▶ Description of the task
Take the entries that follow and return only the lines from the one with "Where can you see the chalet roof" through the final line, leaving every picture behind.

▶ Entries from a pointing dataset
★ ★ ★ ★ ★ ★ ★

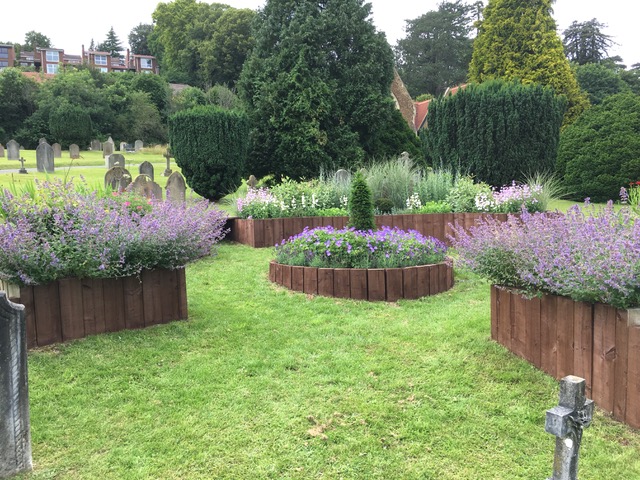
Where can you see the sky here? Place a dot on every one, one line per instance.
(70, 24)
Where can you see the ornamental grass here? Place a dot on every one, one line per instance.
(57, 232)
(327, 247)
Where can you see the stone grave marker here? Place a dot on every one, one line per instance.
(566, 421)
(44, 158)
(118, 178)
(176, 188)
(74, 151)
(13, 150)
(146, 168)
(113, 160)
(15, 431)
(146, 187)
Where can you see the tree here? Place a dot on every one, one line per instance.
(585, 43)
(518, 40)
(33, 40)
(139, 39)
(437, 50)
(317, 86)
(600, 152)
(111, 44)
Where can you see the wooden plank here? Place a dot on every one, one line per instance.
(633, 378)
(325, 282)
(410, 282)
(548, 344)
(133, 302)
(310, 280)
(564, 335)
(621, 365)
(604, 352)
(375, 284)
(583, 343)
(358, 281)
(342, 283)
(114, 314)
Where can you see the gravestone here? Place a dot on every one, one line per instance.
(113, 160)
(13, 150)
(15, 434)
(146, 168)
(57, 150)
(176, 188)
(146, 187)
(118, 178)
(74, 151)
(44, 158)
(566, 421)
(107, 148)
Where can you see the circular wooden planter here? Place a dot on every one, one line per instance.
(382, 284)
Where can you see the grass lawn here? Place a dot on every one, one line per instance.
(263, 383)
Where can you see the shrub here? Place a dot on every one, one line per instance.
(361, 215)
(55, 232)
(350, 248)
(210, 146)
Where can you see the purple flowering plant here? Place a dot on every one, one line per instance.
(589, 254)
(327, 247)
(58, 232)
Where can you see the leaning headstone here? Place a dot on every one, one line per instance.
(176, 188)
(44, 158)
(146, 187)
(15, 436)
(74, 151)
(146, 168)
(118, 178)
(113, 160)
(566, 421)
(13, 150)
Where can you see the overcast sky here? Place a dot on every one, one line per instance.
(70, 23)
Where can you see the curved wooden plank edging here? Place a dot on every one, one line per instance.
(372, 284)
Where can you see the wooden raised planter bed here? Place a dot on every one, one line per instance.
(597, 342)
(383, 284)
(74, 308)
(267, 232)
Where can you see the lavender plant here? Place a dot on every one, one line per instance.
(60, 232)
(590, 254)
(349, 248)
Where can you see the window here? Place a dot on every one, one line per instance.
(53, 56)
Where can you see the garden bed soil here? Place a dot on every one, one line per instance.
(270, 231)
(74, 308)
(560, 336)
(373, 284)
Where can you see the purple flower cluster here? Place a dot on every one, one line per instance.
(350, 248)
(587, 254)
(59, 232)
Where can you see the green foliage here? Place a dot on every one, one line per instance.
(361, 214)
(498, 131)
(518, 40)
(210, 145)
(317, 89)
(437, 49)
(601, 152)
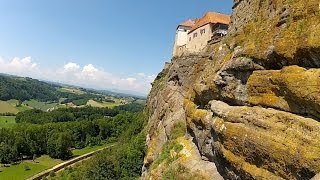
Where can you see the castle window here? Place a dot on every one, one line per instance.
(202, 31)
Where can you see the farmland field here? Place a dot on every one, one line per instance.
(71, 90)
(7, 121)
(104, 104)
(18, 171)
(40, 105)
(7, 107)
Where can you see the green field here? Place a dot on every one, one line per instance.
(104, 104)
(79, 152)
(7, 121)
(71, 90)
(18, 172)
(44, 106)
(7, 107)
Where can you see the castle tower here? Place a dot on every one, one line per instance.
(182, 37)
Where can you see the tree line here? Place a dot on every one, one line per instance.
(57, 139)
(25, 89)
(122, 161)
(89, 113)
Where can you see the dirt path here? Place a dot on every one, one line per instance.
(66, 164)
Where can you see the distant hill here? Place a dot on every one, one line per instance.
(21, 88)
(25, 89)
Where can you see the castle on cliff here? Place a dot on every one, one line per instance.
(193, 35)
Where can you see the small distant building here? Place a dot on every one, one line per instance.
(181, 39)
(193, 36)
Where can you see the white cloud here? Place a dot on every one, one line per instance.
(22, 66)
(73, 73)
(141, 74)
(69, 67)
(89, 69)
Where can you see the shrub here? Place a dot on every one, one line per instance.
(52, 174)
(27, 168)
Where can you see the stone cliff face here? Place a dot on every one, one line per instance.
(246, 108)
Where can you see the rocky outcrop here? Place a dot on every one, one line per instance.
(245, 108)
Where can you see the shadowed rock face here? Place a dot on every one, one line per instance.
(249, 106)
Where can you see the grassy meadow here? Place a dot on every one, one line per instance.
(7, 121)
(17, 172)
(44, 106)
(5, 107)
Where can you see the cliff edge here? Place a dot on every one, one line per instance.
(245, 108)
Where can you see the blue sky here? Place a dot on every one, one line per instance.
(123, 39)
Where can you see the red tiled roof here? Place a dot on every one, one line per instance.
(211, 17)
(189, 23)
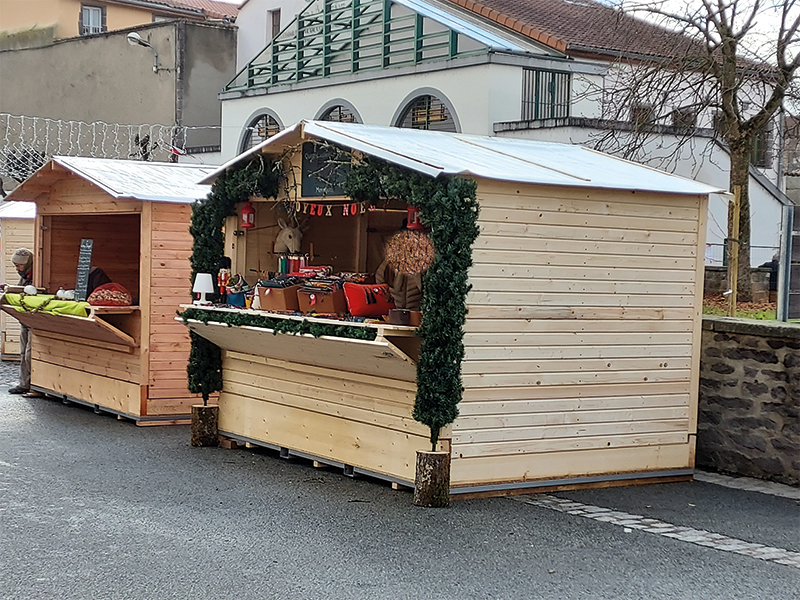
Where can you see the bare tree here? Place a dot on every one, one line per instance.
(710, 74)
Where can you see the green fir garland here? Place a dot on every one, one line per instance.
(449, 208)
(259, 177)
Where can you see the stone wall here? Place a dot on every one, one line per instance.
(749, 404)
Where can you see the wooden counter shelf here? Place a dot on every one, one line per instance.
(91, 327)
(340, 401)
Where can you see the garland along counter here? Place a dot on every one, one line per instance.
(560, 314)
(127, 360)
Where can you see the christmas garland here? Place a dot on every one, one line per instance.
(259, 177)
(285, 326)
(449, 208)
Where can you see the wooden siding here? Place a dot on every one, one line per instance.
(101, 374)
(581, 335)
(14, 233)
(359, 420)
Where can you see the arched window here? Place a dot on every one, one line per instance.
(259, 130)
(428, 112)
(339, 114)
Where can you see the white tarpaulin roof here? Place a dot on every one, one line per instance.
(123, 179)
(17, 210)
(158, 182)
(525, 161)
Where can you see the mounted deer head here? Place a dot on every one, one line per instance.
(289, 238)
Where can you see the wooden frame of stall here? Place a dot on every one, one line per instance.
(581, 353)
(130, 361)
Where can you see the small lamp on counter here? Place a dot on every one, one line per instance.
(203, 284)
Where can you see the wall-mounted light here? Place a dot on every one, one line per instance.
(134, 39)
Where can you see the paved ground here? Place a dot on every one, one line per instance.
(93, 508)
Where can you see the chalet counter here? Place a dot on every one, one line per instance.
(337, 400)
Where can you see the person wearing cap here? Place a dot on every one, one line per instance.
(23, 262)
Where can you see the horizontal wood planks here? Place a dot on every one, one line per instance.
(580, 336)
(169, 286)
(360, 420)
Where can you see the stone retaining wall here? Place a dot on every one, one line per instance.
(749, 404)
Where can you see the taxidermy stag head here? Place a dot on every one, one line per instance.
(289, 238)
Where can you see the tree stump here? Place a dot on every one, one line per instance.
(204, 425)
(432, 481)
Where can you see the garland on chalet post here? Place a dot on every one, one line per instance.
(259, 177)
(449, 208)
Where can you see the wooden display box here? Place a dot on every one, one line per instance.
(318, 302)
(278, 299)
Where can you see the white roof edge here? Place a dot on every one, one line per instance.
(509, 159)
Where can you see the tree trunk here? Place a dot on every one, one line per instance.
(204, 425)
(432, 482)
(740, 175)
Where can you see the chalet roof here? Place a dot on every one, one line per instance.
(122, 179)
(581, 26)
(437, 153)
(17, 210)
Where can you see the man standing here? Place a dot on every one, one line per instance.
(23, 262)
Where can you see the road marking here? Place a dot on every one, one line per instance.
(685, 534)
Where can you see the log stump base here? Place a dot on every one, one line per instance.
(432, 480)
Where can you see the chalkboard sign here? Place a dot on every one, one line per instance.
(323, 171)
(84, 265)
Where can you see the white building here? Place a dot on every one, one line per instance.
(542, 70)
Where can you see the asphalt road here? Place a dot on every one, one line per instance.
(92, 507)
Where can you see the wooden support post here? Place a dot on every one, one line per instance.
(204, 425)
(432, 481)
(733, 251)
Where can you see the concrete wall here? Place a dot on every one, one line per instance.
(97, 78)
(749, 403)
(716, 282)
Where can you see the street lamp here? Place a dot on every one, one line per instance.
(134, 39)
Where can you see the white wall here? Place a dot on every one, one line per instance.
(497, 97)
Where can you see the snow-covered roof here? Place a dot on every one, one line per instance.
(130, 179)
(524, 161)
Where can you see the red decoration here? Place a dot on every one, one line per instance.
(248, 220)
(413, 218)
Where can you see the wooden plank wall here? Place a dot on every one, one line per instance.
(100, 373)
(77, 209)
(359, 420)
(14, 233)
(168, 243)
(581, 336)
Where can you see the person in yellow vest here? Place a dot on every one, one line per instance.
(23, 262)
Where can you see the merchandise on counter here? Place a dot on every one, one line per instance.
(110, 294)
(278, 299)
(368, 300)
(358, 277)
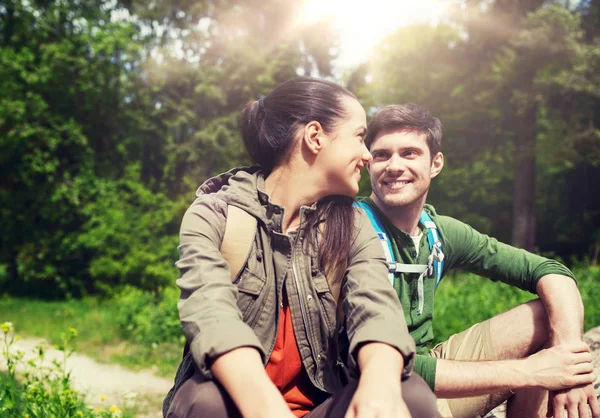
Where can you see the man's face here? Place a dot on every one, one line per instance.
(402, 168)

★ ★ ★ ★ ★ ★ ★

▶ Full solution
Where can you see the chalet roof here? Place a dot on every one, one line per instance.
(122, 179)
(581, 26)
(437, 153)
(17, 210)
Where can you see the man standing here? Place a dot on every one, one line per instance.
(23, 262)
Where can you see the road marking here? Place a dot on every one, one line per instance.
(685, 534)
Where can you see the log stump base here? Place a dot on every one, one line per instance.
(432, 480)
Where can you see the chalkboard sign here? Place a dot on every one, one line per instance.
(323, 171)
(84, 265)
Where can you see the white building here? Place a dot on every one, one line per instance.
(542, 70)
Where can you see the asphalt road here? Place a dot on every one, one line per instance.
(92, 507)
Where can you see the wooden support post here? Place a dot on every one, one line per instance.
(204, 425)
(432, 481)
(733, 251)
Where can you see the concrete wall here? Place a dot on every one, one line per instance.
(97, 78)
(749, 403)
(716, 282)
Where can you see the street lamp here? Place a dot on every one, one line per instance.
(134, 39)
Where can you see the white wall here? Place a dot on every one, one line per instance.
(497, 97)
Where can you see the snow-covered roof here? Place a dot on every one, one line per instance.
(130, 179)
(524, 161)
Where can you see the red decoration here? Place a dot on every one, one line per instance.
(248, 220)
(413, 218)
Where can you see the wooden plank wall here? Place a dot on every one, one line per instance.
(100, 373)
(77, 209)
(359, 420)
(14, 233)
(168, 243)
(581, 336)
Where can you see the person in yellow vest here? Place a dot on every one, one line per instance.
(23, 262)
Where can you see the merchandise on counter here? Place a dot on every one, one line per instance.
(110, 294)
(278, 299)
(368, 300)
(358, 277)
Where can you see the man's face here? Place a dot on every one, one line per instance.
(402, 168)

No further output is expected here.